═══ Records shown
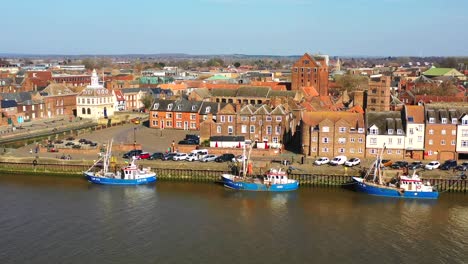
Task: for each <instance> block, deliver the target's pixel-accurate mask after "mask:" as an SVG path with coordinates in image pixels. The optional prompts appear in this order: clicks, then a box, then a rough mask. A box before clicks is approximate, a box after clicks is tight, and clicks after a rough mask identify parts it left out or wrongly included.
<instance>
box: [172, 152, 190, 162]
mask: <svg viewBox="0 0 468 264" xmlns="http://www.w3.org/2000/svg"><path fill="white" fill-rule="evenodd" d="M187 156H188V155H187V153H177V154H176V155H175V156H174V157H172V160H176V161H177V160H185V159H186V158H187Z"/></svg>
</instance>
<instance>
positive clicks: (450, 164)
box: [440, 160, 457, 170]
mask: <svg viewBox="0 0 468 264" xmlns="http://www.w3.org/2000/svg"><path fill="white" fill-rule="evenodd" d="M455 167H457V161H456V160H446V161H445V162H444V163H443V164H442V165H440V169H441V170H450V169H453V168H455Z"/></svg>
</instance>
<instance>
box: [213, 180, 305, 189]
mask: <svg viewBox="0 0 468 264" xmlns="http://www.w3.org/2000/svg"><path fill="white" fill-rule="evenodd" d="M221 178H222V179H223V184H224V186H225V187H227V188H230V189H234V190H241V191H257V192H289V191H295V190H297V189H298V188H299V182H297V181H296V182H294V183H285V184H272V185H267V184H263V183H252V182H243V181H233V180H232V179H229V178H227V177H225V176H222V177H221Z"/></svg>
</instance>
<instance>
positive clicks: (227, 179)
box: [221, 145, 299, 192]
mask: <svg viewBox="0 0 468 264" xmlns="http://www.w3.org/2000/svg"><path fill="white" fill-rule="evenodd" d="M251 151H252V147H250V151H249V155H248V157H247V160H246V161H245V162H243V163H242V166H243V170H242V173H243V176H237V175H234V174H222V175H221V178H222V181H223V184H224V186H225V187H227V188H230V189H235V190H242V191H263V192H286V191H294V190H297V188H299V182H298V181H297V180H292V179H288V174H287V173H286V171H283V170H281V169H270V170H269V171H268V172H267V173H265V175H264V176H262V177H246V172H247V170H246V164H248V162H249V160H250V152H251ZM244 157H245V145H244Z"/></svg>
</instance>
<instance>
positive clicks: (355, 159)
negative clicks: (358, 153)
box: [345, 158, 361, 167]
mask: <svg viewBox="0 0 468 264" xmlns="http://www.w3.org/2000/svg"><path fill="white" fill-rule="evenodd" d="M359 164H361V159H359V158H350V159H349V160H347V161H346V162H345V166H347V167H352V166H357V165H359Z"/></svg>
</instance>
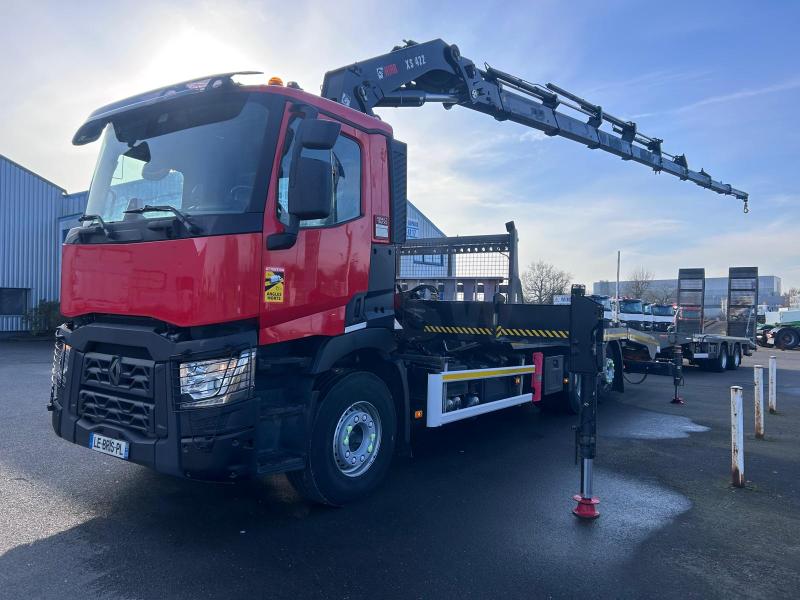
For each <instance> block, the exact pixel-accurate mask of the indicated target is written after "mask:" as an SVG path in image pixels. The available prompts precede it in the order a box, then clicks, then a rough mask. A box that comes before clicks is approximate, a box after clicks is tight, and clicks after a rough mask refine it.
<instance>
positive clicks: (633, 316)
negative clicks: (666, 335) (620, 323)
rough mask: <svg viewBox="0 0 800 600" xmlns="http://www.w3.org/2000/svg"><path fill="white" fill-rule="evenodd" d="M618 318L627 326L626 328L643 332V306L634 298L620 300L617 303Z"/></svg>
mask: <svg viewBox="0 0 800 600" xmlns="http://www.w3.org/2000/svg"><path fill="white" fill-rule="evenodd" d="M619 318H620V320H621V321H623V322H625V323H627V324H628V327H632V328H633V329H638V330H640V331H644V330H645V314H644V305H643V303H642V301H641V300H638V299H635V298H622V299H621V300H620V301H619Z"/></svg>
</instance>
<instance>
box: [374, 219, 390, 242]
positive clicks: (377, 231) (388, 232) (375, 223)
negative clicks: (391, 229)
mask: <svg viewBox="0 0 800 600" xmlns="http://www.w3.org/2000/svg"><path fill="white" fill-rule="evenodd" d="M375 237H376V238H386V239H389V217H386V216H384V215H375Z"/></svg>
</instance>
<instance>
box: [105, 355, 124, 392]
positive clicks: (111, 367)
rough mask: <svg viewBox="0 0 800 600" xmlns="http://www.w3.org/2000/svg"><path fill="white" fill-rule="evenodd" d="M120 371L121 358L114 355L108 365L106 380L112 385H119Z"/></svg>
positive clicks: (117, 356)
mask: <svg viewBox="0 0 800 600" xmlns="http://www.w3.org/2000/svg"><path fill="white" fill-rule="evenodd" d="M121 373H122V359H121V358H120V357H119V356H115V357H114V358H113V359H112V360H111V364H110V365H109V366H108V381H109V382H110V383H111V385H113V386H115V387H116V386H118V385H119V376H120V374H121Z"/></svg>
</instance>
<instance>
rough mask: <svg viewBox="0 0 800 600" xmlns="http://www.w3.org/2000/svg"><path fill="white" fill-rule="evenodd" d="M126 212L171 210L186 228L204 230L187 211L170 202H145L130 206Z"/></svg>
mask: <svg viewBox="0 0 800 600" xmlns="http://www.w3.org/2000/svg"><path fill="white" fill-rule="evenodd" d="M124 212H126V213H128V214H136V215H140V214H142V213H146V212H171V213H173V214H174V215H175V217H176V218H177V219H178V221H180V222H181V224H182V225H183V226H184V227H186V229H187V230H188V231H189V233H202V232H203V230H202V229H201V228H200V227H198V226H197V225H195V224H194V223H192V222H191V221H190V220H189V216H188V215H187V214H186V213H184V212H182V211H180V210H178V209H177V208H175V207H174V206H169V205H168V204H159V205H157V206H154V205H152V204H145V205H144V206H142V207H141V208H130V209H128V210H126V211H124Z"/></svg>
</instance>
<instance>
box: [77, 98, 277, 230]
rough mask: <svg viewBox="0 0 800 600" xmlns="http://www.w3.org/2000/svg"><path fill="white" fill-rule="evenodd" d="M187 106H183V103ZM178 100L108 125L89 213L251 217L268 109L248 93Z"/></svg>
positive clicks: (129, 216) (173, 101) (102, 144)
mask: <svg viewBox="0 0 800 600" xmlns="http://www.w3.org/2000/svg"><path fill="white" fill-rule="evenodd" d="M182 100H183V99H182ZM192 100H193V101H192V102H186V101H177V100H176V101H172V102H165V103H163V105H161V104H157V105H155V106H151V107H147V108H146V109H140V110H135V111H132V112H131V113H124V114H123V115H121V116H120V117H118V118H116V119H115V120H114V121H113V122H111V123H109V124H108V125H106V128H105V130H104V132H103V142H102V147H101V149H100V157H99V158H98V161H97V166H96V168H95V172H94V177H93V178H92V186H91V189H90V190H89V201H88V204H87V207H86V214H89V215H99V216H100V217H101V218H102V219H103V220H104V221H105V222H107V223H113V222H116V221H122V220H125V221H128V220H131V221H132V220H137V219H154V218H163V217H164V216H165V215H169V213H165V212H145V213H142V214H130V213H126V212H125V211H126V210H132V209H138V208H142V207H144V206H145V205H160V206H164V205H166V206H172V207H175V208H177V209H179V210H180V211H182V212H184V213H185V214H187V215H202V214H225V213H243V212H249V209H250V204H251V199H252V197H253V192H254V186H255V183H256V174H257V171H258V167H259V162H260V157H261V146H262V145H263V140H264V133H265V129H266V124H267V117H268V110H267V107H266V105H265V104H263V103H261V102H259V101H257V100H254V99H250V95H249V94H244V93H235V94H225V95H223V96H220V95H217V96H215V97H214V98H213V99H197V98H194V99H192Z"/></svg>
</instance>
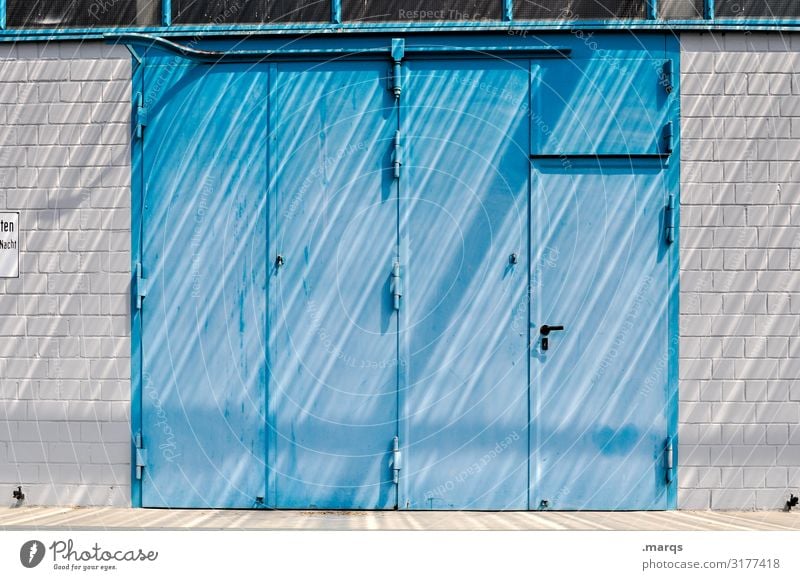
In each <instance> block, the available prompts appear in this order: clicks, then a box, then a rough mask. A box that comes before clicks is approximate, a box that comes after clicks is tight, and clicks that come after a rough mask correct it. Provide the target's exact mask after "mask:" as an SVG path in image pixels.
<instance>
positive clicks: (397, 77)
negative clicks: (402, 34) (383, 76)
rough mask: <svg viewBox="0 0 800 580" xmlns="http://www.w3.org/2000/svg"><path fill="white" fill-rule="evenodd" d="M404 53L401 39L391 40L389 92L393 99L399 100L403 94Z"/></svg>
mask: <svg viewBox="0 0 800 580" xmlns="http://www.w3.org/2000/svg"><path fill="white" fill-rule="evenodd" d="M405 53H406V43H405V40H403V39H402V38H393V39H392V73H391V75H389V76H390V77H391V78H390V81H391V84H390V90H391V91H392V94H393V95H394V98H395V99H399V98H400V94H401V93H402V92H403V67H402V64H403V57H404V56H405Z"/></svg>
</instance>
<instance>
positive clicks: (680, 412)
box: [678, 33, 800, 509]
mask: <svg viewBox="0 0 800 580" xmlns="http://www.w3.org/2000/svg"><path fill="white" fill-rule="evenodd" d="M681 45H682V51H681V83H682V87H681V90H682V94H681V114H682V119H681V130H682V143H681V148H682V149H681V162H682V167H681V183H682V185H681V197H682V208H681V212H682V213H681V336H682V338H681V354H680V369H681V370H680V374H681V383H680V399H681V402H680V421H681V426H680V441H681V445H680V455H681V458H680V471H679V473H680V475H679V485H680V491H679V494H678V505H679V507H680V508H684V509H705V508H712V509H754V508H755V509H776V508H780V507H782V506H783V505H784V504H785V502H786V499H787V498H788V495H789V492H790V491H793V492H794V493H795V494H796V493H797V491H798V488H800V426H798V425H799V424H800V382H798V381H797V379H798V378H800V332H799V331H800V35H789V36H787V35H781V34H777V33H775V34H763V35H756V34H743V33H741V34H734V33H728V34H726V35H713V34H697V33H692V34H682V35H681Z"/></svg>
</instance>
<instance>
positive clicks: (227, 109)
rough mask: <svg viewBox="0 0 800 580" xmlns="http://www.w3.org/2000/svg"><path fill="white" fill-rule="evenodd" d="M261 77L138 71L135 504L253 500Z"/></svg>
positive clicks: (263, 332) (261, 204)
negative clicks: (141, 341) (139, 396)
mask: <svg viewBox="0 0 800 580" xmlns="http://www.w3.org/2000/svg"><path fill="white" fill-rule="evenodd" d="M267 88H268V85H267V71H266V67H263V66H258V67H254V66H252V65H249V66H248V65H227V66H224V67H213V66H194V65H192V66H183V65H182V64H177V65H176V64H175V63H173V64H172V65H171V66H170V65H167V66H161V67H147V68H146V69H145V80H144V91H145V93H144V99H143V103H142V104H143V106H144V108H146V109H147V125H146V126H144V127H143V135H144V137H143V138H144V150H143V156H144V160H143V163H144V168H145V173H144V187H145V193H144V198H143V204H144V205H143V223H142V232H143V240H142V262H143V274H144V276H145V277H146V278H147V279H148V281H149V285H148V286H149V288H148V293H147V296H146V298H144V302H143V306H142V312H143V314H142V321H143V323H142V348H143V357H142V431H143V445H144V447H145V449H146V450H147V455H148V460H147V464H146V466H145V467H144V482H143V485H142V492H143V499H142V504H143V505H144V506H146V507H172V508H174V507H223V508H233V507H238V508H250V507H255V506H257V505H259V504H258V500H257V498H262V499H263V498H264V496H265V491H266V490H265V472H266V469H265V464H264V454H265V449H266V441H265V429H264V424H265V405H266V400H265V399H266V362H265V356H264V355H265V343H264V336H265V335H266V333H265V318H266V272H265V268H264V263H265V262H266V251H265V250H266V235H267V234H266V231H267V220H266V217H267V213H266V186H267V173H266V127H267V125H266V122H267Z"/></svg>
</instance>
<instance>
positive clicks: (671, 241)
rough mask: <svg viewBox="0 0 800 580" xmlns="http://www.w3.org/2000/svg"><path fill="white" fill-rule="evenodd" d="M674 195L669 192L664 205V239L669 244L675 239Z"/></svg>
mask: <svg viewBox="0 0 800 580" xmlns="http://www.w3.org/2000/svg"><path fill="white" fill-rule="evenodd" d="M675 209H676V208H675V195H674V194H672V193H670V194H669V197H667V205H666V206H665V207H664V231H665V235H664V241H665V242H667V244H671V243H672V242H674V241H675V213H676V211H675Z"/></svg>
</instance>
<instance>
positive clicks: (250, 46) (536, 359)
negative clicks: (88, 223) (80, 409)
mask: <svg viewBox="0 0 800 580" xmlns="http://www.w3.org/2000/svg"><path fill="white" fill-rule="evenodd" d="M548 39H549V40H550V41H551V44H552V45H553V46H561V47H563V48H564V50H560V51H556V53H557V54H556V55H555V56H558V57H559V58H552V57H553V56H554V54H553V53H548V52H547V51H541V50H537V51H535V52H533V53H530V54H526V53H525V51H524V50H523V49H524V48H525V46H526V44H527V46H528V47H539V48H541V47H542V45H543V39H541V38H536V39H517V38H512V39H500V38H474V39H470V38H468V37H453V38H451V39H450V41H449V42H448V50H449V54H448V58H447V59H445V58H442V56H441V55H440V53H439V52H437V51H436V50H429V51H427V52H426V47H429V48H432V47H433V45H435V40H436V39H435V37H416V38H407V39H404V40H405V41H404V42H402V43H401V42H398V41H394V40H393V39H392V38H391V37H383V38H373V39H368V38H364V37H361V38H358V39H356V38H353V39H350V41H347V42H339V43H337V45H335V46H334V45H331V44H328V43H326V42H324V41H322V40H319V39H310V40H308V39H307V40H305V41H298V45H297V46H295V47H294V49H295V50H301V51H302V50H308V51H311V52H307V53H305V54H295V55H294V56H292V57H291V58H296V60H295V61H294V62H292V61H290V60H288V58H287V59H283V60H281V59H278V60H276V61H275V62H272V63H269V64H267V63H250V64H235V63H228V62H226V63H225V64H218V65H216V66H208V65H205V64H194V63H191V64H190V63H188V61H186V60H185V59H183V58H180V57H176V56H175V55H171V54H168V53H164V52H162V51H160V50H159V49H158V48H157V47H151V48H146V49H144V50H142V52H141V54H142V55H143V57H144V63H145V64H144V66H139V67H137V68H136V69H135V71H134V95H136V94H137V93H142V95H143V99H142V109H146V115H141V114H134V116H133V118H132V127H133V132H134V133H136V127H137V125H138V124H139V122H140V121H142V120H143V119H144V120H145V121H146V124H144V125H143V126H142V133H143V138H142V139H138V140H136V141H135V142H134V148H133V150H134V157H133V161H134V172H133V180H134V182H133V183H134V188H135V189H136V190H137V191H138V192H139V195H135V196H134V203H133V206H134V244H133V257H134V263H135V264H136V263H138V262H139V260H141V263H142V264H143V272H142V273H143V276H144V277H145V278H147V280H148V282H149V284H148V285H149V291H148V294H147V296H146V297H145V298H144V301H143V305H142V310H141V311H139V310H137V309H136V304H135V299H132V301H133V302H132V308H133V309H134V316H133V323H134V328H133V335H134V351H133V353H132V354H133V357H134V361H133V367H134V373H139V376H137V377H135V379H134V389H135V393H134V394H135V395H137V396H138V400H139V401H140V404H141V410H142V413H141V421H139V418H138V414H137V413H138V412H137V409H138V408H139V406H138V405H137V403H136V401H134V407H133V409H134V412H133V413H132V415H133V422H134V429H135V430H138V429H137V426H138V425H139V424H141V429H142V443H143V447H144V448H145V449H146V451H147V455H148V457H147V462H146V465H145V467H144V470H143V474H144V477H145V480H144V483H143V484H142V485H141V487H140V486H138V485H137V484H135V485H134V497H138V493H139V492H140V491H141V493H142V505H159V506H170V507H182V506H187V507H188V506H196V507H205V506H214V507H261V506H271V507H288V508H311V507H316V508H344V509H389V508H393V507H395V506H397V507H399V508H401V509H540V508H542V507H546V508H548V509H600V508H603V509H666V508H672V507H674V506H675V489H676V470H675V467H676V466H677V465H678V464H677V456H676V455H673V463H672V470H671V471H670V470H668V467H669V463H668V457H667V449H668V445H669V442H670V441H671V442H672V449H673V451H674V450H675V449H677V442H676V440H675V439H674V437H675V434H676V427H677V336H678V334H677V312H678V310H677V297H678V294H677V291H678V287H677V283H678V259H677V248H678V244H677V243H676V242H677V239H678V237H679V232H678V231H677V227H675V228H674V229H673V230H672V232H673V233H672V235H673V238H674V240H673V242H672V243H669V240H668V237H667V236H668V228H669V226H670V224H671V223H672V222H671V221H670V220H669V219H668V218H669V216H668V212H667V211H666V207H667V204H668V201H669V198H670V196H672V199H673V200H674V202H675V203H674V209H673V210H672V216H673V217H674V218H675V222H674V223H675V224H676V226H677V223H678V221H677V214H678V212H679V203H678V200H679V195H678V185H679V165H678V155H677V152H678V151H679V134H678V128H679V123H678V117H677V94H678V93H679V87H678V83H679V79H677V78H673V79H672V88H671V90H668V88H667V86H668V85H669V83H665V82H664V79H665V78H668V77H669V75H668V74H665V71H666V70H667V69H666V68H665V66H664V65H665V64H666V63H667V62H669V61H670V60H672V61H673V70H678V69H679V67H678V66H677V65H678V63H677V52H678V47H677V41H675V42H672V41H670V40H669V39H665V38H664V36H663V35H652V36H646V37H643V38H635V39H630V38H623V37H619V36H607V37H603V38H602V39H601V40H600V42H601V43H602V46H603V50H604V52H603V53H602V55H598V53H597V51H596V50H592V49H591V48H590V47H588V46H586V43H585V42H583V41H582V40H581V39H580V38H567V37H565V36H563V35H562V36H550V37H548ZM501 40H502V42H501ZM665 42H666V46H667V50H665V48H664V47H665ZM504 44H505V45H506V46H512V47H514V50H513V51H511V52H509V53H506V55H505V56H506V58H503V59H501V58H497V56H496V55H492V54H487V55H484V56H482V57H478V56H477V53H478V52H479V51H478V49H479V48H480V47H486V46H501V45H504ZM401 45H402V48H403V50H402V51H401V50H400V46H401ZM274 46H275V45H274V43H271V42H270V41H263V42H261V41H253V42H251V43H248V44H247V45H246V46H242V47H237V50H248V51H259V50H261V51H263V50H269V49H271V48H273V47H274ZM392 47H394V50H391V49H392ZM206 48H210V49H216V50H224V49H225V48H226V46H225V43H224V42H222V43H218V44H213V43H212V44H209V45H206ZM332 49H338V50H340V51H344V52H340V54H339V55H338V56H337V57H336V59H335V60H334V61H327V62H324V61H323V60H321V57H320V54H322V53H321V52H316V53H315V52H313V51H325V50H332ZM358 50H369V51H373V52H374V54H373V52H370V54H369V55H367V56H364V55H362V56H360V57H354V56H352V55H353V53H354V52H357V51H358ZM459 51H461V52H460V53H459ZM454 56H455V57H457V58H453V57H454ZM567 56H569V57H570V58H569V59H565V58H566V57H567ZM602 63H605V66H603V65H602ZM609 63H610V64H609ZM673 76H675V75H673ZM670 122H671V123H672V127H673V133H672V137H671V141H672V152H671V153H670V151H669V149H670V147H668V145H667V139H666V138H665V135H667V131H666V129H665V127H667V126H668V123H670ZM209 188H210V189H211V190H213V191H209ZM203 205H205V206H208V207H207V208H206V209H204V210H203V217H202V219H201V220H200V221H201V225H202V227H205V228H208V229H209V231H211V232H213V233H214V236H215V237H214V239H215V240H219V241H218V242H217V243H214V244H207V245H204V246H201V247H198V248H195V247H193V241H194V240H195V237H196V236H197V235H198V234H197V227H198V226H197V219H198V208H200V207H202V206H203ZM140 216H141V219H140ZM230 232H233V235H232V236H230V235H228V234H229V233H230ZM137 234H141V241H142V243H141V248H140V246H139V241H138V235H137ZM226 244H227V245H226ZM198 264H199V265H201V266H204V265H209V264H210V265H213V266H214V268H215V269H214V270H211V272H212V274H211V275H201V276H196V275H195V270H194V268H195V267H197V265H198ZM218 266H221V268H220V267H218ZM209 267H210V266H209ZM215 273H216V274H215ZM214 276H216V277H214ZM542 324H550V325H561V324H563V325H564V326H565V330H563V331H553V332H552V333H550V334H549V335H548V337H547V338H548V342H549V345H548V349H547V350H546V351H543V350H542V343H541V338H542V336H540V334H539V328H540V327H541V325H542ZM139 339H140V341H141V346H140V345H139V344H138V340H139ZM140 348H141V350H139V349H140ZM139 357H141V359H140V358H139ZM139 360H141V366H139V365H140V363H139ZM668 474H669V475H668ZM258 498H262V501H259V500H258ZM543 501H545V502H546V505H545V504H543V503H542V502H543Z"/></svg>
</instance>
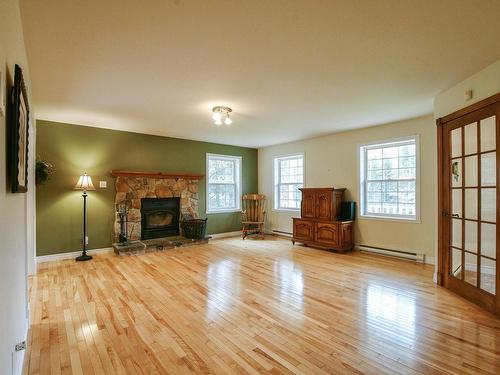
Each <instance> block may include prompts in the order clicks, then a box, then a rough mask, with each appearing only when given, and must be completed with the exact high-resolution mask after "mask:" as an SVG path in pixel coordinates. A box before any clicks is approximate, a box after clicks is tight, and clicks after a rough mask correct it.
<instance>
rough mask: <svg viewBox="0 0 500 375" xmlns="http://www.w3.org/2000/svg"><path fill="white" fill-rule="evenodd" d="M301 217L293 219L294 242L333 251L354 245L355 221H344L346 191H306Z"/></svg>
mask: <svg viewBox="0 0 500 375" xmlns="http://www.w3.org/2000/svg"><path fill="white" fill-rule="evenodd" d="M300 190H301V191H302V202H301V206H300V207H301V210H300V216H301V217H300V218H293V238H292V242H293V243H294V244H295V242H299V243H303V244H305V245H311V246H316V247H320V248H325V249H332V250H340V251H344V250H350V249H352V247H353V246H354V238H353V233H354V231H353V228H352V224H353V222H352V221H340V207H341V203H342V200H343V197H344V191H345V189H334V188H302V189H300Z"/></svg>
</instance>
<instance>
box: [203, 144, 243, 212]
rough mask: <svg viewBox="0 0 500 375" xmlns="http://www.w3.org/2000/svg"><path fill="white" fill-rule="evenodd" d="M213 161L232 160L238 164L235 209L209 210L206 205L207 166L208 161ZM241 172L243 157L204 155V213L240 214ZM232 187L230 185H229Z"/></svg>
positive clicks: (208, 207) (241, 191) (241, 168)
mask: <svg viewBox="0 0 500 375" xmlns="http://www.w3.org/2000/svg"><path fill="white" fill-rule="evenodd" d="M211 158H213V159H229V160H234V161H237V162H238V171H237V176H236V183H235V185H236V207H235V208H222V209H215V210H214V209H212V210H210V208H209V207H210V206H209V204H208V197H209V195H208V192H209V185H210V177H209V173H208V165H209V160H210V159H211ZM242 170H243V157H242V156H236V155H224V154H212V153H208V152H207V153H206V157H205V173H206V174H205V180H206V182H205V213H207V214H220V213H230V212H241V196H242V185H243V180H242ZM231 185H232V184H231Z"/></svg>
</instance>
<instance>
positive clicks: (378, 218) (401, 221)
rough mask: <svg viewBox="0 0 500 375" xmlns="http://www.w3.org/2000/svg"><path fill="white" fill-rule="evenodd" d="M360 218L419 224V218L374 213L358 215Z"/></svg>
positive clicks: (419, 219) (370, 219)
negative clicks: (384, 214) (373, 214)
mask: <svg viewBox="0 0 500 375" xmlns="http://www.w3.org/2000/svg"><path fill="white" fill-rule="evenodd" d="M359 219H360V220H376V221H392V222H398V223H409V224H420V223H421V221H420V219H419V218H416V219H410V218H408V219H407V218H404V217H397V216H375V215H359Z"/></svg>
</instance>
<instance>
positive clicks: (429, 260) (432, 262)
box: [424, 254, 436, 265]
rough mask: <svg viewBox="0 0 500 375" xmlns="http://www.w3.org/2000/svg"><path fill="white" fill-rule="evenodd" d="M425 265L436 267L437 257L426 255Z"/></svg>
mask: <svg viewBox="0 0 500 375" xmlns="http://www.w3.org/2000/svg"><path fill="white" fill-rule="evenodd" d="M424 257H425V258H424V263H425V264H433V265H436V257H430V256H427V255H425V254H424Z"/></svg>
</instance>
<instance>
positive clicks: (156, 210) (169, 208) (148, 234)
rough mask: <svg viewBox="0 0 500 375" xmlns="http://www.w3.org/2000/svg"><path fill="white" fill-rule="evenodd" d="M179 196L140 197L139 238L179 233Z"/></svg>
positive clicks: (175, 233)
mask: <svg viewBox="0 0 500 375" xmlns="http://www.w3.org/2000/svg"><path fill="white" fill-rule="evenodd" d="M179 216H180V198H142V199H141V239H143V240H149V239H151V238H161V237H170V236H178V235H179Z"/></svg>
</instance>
══════
About this exercise =>
How many lines of the rows above contain the exact string "accurate"? Give only the number.

Answer to the problem =>
2